• [TEXT EXCERPT]
** begin **

# OPTIMAL-EM: Accessibility and Complexity Analysis Pipeline

This notebook processes a set (target population) of HTML files to perform accessibility analysis using Pa11y with the Axe runner, and complexity analysis. It extracts features from the HTML content, performs dimensionality reduction and clustering, and calculates correlation matrices between accessibility barriers and complexity metrics.


## Notes

- **External Dependencies**:
  - Check the import statements to ensure that all required libraries are installed. 
  - **Pa11y**: Ensure that Pa11y is installed and accessible in your environment.
    - Install [Pa11y](https://github.com/pa11y/pa11y): `npm install -g pa11y`
    - Ensure the Axe runner is available: Pa11y uses [htmlcs](https://github.com/squizlabs/HTML_CodeSniffer) for accessibility checks by default.
- **Data Paths**:
  - Update `HTML_PATH` if your HTML files are located in a different directory.
  - Update `DATA_FILE` if you wish to save the processed data to a different location.
- **Visualisation**:
  - The code generates plots using Matplotlib and Seaborn.

** end **

• [DATA EXCERPT]
** begin **

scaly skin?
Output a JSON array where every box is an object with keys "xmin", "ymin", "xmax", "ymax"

** end **

• [TASK REQUIREMENTS] Retype the accessibility pipeline text word for word, from "# OPTIMAL-EM: Accessibility" up to and including "checks by default.". The listing has no connection to the accessibility pipeline text.

• [WRITTEN SOLUTION]
# OPTIMAL-EM: Accessibility and Complexity Analysis Pipeline

This notebook processes a set (target population) of HTML files to perform accessibility analysis using Pa11y with the Axe runner, and complexity analysis. It extracts features from the HTML content, performs dimensionality reduction and clustering, and calculates correlation matrices between accessibility barriers and complexity metrics.


## Notes

- **External Dependencies**:
  - Check the import statements to ensure that all required libraries are installed. 
  - **Pa11y**: Ensure that Pa11y is installed and accessible in your environment.
    - Install [Pa11y](https://github.com/pa11y/pa11y): `npm install -g pa11y`
    - Ensure the Axe runner is available: Pa11y uses [htmlcs](https://github.com/squizlabs/HTML_CodeSniffer) for accessibility checks by default.